**Reading text**
CLAIM — PBG UTS with compression:

CREATE TABLESPACE TS_CLAIM
    IN PACMUT_DB
    USING STOGROUP SG_FAST
    MAXPARTITIONS 64
    DSSIZE 8G
    SEGSIZE 32
    BUFFERPOOL BP8K0
    LOCKSIZE ROW
    COMPRESS YES;

At 120 GB (compressed to ~50 GB), CLAIM does not need range partitioning — the entire table REORGs in 2 hours with the new compressed size. PBG lets it grow without manual intervention.

CLAIM_DOCUMENT — PBR UTS with LOB, partitioned by DOCUMENT_DATE:

The critical insight: partition the LOB tablespace by the document date. This enables partition-level backups — the current month's LOB partition (50 GB) backs up in 30 minutes, not 22 hours. Historical partitions only need incremental backups.

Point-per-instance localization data
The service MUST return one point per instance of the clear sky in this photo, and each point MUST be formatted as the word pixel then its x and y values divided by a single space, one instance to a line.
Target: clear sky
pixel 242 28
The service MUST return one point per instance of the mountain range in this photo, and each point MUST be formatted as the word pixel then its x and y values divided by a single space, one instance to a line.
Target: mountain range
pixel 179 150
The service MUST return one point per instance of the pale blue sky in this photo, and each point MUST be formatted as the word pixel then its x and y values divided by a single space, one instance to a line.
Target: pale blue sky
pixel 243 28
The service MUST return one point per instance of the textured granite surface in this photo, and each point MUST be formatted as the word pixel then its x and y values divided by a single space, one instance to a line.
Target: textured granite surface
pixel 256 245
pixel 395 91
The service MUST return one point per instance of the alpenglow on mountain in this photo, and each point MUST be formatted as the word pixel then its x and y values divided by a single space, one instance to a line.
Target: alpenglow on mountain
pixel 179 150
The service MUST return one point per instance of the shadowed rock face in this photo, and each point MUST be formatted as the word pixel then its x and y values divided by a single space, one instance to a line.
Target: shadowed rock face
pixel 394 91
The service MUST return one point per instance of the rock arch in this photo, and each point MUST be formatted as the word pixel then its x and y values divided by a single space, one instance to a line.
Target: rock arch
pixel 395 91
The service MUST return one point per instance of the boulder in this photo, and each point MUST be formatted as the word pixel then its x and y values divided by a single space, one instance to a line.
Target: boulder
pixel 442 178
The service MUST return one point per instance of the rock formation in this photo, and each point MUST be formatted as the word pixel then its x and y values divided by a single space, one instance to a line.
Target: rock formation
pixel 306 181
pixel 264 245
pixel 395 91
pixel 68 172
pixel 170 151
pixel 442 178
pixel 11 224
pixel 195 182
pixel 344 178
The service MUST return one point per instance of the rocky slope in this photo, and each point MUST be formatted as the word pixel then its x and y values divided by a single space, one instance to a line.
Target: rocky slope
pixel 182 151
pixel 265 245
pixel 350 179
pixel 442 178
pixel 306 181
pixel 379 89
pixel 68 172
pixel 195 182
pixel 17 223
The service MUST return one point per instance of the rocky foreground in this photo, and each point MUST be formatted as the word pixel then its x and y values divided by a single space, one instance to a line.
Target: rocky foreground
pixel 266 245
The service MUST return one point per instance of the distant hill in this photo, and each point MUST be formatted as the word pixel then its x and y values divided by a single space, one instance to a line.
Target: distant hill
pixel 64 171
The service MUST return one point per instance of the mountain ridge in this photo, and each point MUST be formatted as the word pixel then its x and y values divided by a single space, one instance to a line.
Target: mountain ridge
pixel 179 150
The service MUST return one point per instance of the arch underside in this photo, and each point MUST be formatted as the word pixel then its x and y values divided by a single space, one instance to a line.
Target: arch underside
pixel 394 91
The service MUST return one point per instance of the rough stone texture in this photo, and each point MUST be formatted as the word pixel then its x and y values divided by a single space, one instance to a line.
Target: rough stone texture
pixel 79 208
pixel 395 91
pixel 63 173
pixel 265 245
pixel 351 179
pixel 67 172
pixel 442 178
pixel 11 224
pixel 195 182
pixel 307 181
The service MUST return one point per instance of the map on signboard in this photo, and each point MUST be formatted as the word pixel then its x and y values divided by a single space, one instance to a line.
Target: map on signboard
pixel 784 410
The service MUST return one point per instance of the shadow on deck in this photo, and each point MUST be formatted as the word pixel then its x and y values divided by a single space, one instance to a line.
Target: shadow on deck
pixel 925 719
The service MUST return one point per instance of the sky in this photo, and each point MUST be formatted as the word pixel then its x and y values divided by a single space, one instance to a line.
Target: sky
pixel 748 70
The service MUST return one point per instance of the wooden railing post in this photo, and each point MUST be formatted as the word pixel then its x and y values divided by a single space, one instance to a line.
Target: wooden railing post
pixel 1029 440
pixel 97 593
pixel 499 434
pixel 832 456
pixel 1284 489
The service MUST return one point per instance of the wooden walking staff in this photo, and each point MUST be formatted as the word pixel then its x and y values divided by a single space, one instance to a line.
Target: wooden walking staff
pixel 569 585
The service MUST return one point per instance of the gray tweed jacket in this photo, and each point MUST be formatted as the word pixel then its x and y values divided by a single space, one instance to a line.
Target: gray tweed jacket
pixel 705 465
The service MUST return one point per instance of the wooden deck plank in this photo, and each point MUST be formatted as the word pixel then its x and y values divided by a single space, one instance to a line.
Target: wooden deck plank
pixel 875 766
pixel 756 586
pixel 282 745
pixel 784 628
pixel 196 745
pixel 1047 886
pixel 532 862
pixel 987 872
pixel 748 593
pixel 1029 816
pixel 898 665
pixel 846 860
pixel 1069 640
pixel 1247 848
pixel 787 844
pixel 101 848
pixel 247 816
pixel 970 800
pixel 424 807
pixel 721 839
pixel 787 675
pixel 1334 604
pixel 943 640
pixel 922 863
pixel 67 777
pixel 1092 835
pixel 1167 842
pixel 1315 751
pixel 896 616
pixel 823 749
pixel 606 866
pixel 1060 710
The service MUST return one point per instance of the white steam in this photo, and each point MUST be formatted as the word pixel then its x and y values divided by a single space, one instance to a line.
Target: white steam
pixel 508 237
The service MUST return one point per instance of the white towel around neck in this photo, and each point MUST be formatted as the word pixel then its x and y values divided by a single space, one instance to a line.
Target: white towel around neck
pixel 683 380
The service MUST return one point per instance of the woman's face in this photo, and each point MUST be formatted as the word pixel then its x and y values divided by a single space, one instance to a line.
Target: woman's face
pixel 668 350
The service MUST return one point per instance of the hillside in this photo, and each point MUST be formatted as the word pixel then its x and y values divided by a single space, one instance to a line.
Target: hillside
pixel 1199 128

**Work item**
Continue the text on Db2 tablespace design for the CLAIM tables, beginning after its final sentence.

**Answer box**
Reference tables — PBG UTS (shared):

CREATE TABLESPACE TS_REFERENCE
    IN PACMUT_DB
    USING STOGROUP SG_STD
    MAXPARTITIONS 4
    DSSIZE 4G
    SEGSIZE 32
    BUFFERPOOL BP4K0
    LOCKSIZE ROW;

POLICY gets its own PBG tablespace. The remaining 30+ reference tables share TS_REFERENCE. Critically, POLICY is no longer in the same tablespace as DIAGNOSIS_CODE — REORG on one does not affect the other.

Step 3: Migration Execution

The migration was executed over a three-day holiday weekend:

Day 1 (Friday evening): 1. Full image copies of all affected tablespaces (recovery point). 2. UNLOAD CLAIM_LINE, PAYMENT, CLAIM data. 3. DROP old tablespaces.

Day 2 (Saturday): 4. CREATE new tablespaces (PBR UTS for CLAIM_LINE/PAYMENT, PBG UTS for CLAIM/POLICY). 5. LOAD data into new tablespaces with COMPRESS YES (dictionary built during LOAD). 6. CREATE indexes, RUNSTATS.

Day 3 (Sunday): 7. Regression testing — run standard query suite and verify results match pre-migration outputs. 8. Full image copies of new tablespaces. 9. Update application bind plans (REBIND all packages).

CLAIM_DOCUMENT migration was deferred to a separate weekend due to the 6.8 TB volume.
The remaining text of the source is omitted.